STORED RECORDS:
▬▬▬▬▬▬▬▬▬▬

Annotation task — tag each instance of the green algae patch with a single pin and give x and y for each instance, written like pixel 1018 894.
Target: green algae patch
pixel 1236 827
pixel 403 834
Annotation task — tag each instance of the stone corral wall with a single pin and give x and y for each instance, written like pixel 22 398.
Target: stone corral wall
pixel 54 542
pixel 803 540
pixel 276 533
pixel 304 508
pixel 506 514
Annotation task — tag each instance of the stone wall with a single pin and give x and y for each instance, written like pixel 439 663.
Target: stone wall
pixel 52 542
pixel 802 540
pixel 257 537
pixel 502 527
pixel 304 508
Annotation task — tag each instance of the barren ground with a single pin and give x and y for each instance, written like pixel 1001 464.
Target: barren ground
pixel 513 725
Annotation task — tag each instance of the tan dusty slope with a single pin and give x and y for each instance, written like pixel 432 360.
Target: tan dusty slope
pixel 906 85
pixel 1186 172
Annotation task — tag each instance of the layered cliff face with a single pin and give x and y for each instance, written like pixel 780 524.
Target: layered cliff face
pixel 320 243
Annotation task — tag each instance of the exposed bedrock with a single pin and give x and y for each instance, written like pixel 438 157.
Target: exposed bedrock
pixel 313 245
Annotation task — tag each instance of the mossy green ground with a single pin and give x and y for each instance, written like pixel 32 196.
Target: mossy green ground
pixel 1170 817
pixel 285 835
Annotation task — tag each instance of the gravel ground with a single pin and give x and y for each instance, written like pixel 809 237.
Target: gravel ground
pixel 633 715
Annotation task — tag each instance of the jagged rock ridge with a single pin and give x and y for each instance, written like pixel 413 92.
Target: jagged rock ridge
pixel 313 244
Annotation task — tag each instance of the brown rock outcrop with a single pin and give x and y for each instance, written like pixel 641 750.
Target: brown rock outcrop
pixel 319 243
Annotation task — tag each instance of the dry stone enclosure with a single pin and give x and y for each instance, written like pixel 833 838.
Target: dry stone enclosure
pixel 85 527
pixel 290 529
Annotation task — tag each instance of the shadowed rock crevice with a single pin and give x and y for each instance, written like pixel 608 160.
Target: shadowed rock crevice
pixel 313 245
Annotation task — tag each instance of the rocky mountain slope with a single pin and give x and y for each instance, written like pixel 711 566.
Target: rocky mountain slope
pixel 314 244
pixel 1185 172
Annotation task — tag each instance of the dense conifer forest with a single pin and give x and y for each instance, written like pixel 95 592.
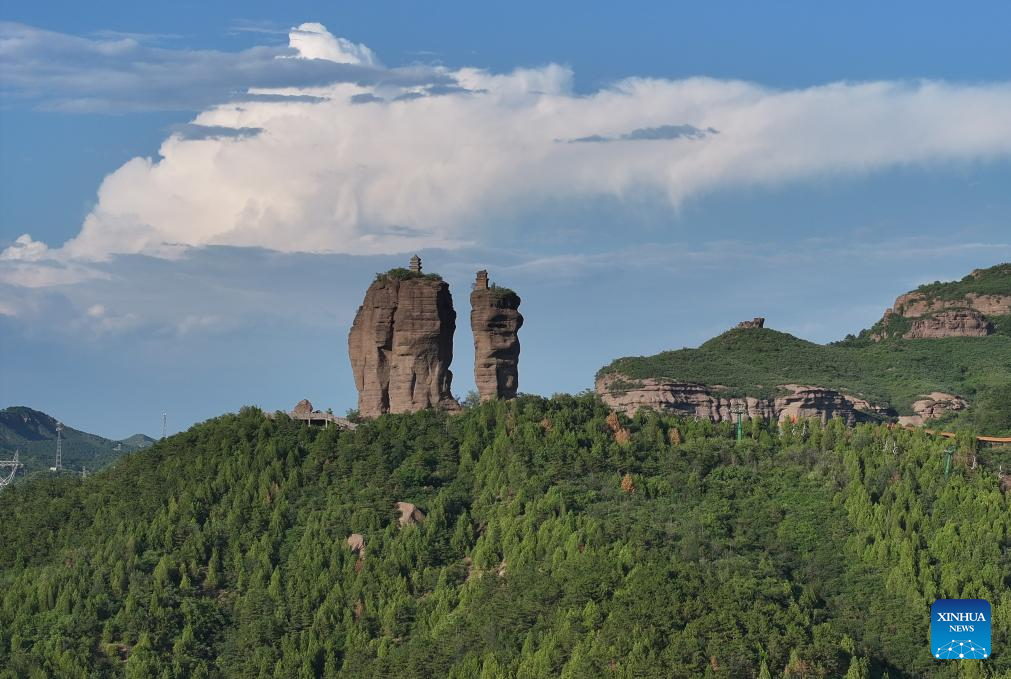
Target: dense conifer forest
pixel 558 541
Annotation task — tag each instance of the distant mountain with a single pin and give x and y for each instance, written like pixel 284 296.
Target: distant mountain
pixel 941 353
pixel 34 434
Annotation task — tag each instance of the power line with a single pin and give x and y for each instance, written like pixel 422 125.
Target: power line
pixel 13 465
pixel 59 466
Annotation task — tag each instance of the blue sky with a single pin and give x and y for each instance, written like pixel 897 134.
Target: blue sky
pixel 194 245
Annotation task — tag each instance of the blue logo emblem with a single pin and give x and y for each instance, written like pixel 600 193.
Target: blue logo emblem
pixel 959 629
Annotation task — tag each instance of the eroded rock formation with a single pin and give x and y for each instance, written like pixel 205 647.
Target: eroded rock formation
pixel 934 317
pixel 932 406
pixel 951 323
pixel 495 321
pixel 401 345
pixel 628 395
pixel 409 513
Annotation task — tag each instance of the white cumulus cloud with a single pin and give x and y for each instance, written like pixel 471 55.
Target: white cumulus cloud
pixel 394 165
pixel 312 40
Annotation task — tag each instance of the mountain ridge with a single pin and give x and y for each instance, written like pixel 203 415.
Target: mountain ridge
pixel 33 432
pixel 896 367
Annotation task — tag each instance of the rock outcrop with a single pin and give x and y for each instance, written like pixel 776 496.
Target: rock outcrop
pixel 409 513
pixel 401 345
pixel 938 316
pixel 495 321
pixel 356 543
pixel 951 323
pixel 628 395
pixel 933 405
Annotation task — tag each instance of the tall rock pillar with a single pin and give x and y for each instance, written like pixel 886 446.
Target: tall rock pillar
pixel 495 321
pixel 401 344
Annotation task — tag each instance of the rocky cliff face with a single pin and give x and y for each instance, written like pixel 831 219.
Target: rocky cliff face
pixel 401 346
pixel 628 395
pixel 495 321
pixel 934 317
pixel 951 323
pixel 932 406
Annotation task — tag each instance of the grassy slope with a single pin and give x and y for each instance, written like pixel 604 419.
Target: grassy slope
pixel 895 372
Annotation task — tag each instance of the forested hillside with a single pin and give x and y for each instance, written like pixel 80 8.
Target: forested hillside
pixel 558 541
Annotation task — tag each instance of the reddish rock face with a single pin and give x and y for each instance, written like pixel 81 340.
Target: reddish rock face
pixel 938 317
pixel 933 405
pixel 628 395
pixel 952 323
pixel 401 346
pixel 495 321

▬▬▬▬▬▬▬▬▬▬

TASK DIRECTIONS: Arrange the lines above, from the one containing "Annotation task — tag each instance of the rocky mountain" through the one containing "pixel 34 434", into a numbered list. Skip any blank lines and leave the pictures out.

EXERCISE RESPONSE:
1. Annotation task — tag each instance of the rocky mountain slope with a single pin and give x and y for each instance, written like pixel 711 566.
2. Target: rocky mountain slope
3. pixel 314 244
4. pixel 1185 172
5. Annotation task — tag each instance of the dense conifer forest with a single pin and give x and y for each instance, written like pixel 95 592.
6. Target: dense conifer forest
7. pixel 558 541
8. Annotation task — tag each instance of the distant mountain with a single pin and give x and y for each instance, written like pixel 284 296.
9. Target: distant mountain
10. pixel 941 353
11. pixel 34 434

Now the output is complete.